**PROBLEM TO SOLVE:** Count the lines below that contain the word "bench" and give only that number.

::: DATA EXTRACT

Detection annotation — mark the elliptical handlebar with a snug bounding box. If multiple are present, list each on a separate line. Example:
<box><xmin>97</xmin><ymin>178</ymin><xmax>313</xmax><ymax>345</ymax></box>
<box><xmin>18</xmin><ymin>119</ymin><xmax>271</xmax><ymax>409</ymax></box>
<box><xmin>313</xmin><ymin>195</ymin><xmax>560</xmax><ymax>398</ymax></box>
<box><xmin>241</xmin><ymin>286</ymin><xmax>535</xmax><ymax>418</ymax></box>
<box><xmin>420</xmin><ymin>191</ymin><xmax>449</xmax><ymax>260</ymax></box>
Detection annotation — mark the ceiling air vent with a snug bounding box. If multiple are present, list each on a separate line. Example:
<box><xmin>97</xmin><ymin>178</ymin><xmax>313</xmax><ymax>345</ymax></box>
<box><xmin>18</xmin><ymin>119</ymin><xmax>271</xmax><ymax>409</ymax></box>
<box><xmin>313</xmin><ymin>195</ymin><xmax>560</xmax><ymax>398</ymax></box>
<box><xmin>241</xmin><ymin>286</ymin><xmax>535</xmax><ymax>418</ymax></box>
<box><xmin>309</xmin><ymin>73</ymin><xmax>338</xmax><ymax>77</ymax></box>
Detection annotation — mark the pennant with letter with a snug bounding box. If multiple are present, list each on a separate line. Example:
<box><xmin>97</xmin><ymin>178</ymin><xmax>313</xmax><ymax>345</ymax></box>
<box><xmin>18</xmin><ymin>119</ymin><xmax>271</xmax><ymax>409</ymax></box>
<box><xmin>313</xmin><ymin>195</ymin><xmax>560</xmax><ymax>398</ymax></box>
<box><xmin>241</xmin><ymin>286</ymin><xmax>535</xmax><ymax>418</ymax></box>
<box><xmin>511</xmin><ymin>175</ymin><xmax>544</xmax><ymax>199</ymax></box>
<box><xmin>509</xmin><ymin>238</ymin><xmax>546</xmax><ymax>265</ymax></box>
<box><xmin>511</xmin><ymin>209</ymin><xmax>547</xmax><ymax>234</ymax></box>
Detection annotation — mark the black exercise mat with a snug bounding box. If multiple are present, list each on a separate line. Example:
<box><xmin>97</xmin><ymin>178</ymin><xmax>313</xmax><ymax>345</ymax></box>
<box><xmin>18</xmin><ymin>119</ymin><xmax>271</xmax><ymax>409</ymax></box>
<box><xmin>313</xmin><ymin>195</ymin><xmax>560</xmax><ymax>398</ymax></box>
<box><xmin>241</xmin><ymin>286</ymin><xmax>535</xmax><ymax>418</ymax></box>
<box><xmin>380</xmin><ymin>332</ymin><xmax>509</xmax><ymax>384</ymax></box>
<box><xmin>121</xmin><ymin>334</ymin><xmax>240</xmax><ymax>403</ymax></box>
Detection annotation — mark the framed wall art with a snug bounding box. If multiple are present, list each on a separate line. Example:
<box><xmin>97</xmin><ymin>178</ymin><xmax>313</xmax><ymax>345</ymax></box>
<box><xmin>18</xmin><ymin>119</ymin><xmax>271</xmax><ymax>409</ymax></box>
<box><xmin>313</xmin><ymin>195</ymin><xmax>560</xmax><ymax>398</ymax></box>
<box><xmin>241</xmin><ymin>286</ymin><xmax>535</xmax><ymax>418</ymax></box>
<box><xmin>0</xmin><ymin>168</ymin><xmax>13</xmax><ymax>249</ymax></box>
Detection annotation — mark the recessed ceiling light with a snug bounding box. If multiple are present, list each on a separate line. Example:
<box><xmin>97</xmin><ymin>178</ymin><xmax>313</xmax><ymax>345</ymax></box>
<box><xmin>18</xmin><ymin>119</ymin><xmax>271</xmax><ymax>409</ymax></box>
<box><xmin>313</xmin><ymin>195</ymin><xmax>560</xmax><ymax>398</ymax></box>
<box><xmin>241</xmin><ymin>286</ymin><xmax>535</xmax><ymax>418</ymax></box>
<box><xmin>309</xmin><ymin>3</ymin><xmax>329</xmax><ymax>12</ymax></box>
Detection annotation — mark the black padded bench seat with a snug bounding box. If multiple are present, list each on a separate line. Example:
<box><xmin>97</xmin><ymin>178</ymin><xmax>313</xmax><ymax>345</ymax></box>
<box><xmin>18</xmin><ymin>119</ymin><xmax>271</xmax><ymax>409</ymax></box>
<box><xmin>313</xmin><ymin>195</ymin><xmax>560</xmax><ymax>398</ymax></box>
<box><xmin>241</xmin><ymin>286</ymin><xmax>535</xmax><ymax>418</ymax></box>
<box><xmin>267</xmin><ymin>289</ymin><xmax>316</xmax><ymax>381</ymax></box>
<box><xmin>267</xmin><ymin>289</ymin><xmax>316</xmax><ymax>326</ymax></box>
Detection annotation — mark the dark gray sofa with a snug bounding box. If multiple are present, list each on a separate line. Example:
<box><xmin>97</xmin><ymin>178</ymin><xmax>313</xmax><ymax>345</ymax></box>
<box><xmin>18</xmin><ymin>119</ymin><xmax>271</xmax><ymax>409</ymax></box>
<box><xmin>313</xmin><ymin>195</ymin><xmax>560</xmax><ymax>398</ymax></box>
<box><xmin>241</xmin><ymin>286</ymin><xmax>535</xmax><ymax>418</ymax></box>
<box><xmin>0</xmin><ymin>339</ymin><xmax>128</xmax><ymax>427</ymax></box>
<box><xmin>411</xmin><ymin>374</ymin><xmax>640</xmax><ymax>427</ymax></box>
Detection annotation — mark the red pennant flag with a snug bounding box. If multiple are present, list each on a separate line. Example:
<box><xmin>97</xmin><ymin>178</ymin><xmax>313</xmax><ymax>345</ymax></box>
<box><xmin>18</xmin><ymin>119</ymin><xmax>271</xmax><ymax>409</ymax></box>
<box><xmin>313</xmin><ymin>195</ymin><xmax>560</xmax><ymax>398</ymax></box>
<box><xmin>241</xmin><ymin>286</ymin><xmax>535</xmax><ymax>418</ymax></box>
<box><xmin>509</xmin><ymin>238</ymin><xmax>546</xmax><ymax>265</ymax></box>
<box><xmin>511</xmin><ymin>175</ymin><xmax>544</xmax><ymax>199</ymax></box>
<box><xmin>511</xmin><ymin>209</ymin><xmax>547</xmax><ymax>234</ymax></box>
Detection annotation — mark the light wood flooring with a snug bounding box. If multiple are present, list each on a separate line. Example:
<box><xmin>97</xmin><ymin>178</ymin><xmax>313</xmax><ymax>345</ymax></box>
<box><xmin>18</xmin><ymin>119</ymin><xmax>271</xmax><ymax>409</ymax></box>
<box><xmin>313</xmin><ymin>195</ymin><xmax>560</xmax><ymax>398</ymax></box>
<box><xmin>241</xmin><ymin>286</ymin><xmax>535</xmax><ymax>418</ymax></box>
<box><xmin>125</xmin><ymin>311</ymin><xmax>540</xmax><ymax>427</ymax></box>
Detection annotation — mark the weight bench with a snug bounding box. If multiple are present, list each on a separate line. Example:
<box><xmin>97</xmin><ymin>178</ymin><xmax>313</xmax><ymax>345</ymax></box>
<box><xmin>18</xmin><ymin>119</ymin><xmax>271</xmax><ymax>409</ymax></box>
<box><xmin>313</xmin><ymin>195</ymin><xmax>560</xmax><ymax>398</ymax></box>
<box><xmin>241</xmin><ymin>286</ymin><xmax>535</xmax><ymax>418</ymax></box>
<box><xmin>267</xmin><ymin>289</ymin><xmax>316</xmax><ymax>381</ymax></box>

::::::

**PROBLEM SOLUTION:** 2